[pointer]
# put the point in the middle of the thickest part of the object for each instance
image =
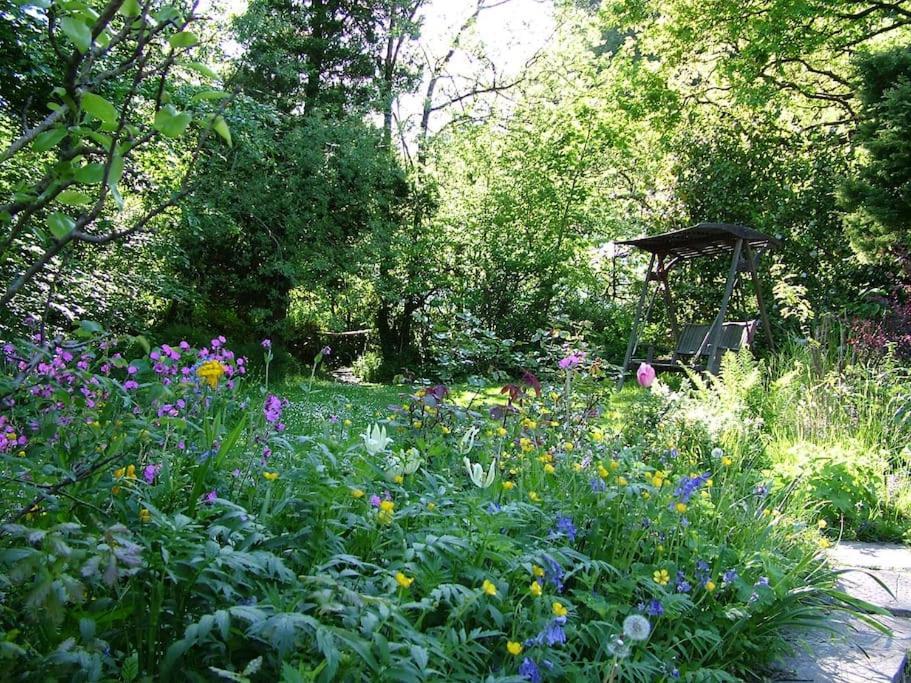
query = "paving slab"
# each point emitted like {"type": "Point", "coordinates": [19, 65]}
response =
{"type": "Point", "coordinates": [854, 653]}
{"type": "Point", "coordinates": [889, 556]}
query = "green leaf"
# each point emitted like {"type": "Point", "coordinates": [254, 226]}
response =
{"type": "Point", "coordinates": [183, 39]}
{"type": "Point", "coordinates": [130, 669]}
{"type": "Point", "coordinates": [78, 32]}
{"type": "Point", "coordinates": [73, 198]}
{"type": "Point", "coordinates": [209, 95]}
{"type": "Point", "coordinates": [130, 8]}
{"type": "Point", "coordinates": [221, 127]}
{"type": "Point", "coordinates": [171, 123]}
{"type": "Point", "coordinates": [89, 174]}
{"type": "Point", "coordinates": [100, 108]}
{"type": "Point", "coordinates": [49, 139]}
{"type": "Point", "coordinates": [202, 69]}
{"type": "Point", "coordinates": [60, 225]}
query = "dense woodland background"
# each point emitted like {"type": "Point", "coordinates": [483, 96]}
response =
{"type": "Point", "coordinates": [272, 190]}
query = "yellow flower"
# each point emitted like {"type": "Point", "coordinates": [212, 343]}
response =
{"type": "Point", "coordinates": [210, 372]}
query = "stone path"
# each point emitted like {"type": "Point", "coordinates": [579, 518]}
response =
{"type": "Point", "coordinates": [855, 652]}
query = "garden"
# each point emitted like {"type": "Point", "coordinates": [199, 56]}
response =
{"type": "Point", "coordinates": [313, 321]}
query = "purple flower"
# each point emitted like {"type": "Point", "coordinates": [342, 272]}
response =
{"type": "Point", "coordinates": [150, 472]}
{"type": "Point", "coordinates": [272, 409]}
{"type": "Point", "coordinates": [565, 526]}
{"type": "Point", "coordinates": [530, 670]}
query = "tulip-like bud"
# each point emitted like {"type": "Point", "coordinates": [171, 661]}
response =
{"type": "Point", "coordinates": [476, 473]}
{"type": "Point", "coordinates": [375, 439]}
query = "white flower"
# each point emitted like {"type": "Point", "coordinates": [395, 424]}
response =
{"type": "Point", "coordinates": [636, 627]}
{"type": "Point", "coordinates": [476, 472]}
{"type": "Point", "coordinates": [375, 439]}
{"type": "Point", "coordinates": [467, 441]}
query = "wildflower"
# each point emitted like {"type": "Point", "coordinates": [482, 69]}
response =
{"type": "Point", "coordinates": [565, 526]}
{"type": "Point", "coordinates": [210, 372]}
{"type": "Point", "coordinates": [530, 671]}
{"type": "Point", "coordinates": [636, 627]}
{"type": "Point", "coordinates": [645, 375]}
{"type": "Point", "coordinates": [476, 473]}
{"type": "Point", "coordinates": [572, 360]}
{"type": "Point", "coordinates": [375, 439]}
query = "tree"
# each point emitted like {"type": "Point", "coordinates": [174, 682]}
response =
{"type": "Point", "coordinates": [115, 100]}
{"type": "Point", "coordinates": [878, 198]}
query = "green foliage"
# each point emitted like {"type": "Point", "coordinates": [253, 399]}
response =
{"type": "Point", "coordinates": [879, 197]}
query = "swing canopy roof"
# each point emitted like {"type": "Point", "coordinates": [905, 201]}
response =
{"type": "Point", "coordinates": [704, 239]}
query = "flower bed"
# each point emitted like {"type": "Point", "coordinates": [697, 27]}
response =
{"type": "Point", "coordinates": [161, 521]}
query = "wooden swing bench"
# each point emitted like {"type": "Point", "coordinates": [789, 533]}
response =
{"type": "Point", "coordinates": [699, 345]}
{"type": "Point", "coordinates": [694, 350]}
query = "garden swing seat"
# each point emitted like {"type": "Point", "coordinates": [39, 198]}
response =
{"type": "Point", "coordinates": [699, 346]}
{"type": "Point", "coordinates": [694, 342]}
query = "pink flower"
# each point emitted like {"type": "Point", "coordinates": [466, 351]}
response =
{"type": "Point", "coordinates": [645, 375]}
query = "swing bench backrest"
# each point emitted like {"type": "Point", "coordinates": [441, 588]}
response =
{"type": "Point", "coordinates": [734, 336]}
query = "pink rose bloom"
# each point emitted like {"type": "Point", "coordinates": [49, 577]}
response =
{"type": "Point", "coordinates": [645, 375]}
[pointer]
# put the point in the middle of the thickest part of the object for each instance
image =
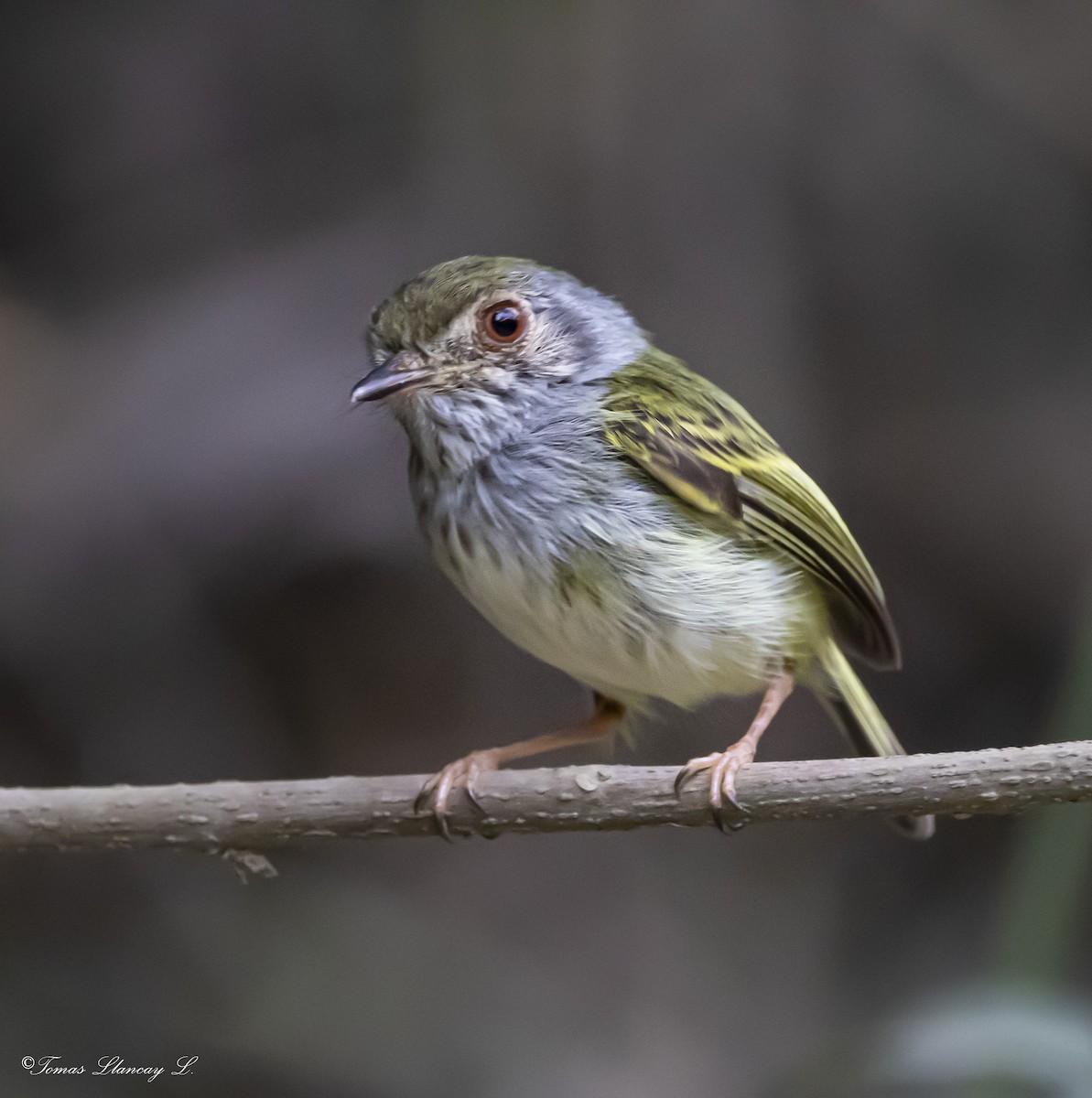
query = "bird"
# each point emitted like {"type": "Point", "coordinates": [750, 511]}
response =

■ ■ ■ ■ ■

■ Problem to solve ■
Reproduce every record above word for word. Leave the pictures out.

■ Answer space ■
[pointer]
# put the point in the middle of the thickest part of the object for each instance
image =
query = "paving slab"
# each point emitted like {"type": "Point", "coordinates": [19, 65]}
response =
{"type": "Point", "coordinates": [854, 653]}
{"type": "Point", "coordinates": [889, 556]}
query = "green leaf"
# each point emitted like {"type": "Point", "coordinates": [254, 226]}
response =
{"type": "Point", "coordinates": [183, 39]}
{"type": "Point", "coordinates": [130, 669]}
{"type": "Point", "coordinates": [78, 32]}
{"type": "Point", "coordinates": [73, 198]}
{"type": "Point", "coordinates": [209, 95]}
{"type": "Point", "coordinates": [130, 8]}
{"type": "Point", "coordinates": [221, 127]}
{"type": "Point", "coordinates": [171, 123]}
{"type": "Point", "coordinates": [89, 174]}
{"type": "Point", "coordinates": [100, 108]}
{"type": "Point", "coordinates": [49, 139]}
{"type": "Point", "coordinates": [202, 69]}
{"type": "Point", "coordinates": [60, 225]}
query = "dense woodland background"
# each point emitted like {"type": "Point", "coordinates": [483, 96]}
response =
{"type": "Point", "coordinates": [272, 190]}
query = "yellow flower"
# each point emitted like {"type": "Point", "coordinates": [212, 343]}
response =
{"type": "Point", "coordinates": [210, 372]}
query = "stone path"
# each point emitted like {"type": "Point", "coordinates": [579, 518]}
response =
{"type": "Point", "coordinates": [855, 652]}
query = "garden"
# each point emitted like {"type": "Point", "coordinates": [199, 56]}
response =
{"type": "Point", "coordinates": [313, 321]}
query = "purple flower"
# each point emitted like {"type": "Point", "coordinates": [342, 272]}
response =
{"type": "Point", "coordinates": [150, 472]}
{"type": "Point", "coordinates": [272, 409]}
{"type": "Point", "coordinates": [565, 526]}
{"type": "Point", "coordinates": [530, 670]}
query = "tulip-like bud"
# each point emitted like {"type": "Point", "coordinates": [171, 661]}
response =
{"type": "Point", "coordinates": [476, 473]}
{"type": "Point", "coordinates": [375, 439]}
query = "white flower"
# each point emitted like {"type": "Point", "coordinates": [395, 424]}
response =
{"type": "Point", "coordinates": [636, 627]}
{"type": "Point", "coordinates": [476, 472]}
{"type": "Point", "coordinates": [375, 439]}
{"type": "Point", "coordinates": [467, 441]}
query = "wildflower"
# each point emitted like {"type": "Point", "coordinates": [482, 69]}
response =
{"type": "Point", "coordinates": [565, 526]}
{"type": "Point", "coordinates": [210, 372]}
{"type": "Point", "coordinates": [530, 671]}
{"type": "Point", "coordinates": [636, 627]}
{"type": "Point", "coordinates": [645, 375]}
{"type": "Point", "coordinates": [476, 473]}
{"type": "Point", "coordinates": [572, 360]}
{"type": "Point", "coordinates": [375, 439]}
query = "tree"
# each point emitted like {"type": "Point", "coordinates": [174, 682]}
response =
{"type": "Point", "coordinates": [115, 100]}
{"type": "Point", "coordinates": [878, 198]}
query = "green foliage"
# each point emitted like {"type": "Point", "coordinates": [253, 399]}
response =
{"type": "Point", "coordinates": [879, 197]}
query = "swing canopy roof"
# each point emitted like {"type": "Point", "coordinates": [905, 201]}
response =
{"type": "Point", "coordinates": [704, 239]}
query = "flower bed"
# each point emitted like {"type": "Point", "coordinates": [697, 27]}
response =
{"type": "Point", "coordinates": [161, 521]}
query = "wooden swing bench"
# each point emitted like {"type": "Point", "coordinates": [789, 533]}
response =
{"type": "Point", "coordinates": [699, 345]}
{"type": "Point", "coordinates": [694, 350]}
query = "garden swing seat"
# each point emitted like {"type": "Point", "coordinates": [39, 198]}
response =
{"type": "Point", "coordinates": [699, 346]}
{"type": "Point", "coordinates": [694, 342]}
query = "pink flower"
# each point emitted like {"type": "Point", "coordinates": [466, 351]}
response =
{"type": "Point", "coordinates": [645, 375]}
query = "swing bench backrest"
# each point emitted like {"type": "Point", "coordinates": [441, 588]}
response =
{"type": "Point", "coordinates": [734, 336]}
query = "pink rose bloom"
# each point emitted like {"type": "Point", "coordinates": [49, 577]}
response =
{"type": "Point", "coordinates": [645, 375]}
[pointer]
# put the point in the middle of the thickest part of the object for each instance
image =
query = "bird"
# each point emitted like {"type": "Point", "coordinates": [750, 511]}
response =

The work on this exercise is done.